TASK PROMPT: Only these lines of the data below are wanted: the one with "Front: indicate one pin on every instance of the cloudy", the one with "Front: indicate one pin on every instance of the unopened", and any lines between them, each repeated exactly.

INFORMATION:
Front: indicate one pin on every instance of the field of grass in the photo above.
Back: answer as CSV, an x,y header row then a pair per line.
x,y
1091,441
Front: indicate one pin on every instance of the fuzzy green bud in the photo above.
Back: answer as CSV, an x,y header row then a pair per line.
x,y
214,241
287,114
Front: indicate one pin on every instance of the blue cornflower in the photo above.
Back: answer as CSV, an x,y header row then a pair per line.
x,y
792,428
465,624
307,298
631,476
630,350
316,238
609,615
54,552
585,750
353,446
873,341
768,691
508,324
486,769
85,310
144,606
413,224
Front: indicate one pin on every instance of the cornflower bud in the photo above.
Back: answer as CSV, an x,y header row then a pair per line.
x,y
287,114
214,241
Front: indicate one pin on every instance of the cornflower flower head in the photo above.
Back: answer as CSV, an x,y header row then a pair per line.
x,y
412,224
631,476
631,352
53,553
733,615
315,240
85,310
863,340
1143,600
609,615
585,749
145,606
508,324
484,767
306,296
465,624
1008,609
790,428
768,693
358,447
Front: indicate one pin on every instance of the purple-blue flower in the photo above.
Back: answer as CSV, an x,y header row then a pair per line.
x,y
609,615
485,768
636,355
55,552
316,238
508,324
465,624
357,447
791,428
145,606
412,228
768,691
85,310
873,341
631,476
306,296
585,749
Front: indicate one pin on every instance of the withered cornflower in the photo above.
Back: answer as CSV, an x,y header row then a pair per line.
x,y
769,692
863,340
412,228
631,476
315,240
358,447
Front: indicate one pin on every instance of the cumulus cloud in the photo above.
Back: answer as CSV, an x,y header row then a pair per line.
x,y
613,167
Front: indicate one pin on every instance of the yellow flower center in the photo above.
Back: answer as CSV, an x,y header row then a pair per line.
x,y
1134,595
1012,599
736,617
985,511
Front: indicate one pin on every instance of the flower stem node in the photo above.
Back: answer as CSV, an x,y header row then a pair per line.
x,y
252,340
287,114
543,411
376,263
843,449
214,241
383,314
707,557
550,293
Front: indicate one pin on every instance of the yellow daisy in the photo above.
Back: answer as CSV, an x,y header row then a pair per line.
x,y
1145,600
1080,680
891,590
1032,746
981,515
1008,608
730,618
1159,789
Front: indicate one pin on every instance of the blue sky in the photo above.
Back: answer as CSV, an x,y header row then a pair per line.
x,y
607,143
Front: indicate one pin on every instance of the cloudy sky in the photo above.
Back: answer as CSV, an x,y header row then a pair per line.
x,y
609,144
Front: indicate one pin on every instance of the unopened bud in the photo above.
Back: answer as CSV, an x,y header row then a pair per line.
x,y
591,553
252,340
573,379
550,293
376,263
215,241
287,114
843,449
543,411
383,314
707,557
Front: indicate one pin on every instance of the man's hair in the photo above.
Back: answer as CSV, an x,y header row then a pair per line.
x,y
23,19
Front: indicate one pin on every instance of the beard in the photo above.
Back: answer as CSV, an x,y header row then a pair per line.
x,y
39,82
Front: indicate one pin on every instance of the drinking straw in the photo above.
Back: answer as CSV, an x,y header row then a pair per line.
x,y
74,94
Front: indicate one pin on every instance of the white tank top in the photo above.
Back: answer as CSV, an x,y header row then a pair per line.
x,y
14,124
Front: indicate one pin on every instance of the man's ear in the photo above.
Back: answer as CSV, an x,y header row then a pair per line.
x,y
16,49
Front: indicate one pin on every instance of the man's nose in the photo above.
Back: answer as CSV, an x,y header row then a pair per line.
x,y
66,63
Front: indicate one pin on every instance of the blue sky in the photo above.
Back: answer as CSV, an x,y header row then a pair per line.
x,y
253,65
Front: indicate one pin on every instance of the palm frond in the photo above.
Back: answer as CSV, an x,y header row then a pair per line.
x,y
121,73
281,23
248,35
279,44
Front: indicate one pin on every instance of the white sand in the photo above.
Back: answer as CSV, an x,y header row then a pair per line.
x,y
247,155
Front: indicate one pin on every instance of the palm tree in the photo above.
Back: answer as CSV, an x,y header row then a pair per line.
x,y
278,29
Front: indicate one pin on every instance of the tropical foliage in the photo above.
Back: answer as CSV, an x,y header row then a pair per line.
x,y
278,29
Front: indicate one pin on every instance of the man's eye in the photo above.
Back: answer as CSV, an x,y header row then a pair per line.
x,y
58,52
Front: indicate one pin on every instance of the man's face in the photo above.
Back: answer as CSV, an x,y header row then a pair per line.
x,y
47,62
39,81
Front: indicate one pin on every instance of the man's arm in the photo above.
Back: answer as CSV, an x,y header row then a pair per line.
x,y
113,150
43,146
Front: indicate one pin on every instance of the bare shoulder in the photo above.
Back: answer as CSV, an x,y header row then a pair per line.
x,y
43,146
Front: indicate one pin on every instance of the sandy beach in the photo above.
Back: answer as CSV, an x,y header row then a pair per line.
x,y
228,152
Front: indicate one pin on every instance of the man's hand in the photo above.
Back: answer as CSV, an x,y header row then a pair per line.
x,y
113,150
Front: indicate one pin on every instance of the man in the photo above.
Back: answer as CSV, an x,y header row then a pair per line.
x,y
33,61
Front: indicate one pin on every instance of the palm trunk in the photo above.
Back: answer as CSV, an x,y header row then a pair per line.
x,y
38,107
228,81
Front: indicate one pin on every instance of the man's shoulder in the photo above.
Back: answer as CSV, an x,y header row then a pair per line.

EXERCISE RESPONSE:
Front: indicate one pin on every instance of the cloudy sky in the photo above.
Back: answer as CSV, an x,y header row then a pair per line.
x,y
609,144
Front: indicate one pin on every instance of the unopened bud in the photo above.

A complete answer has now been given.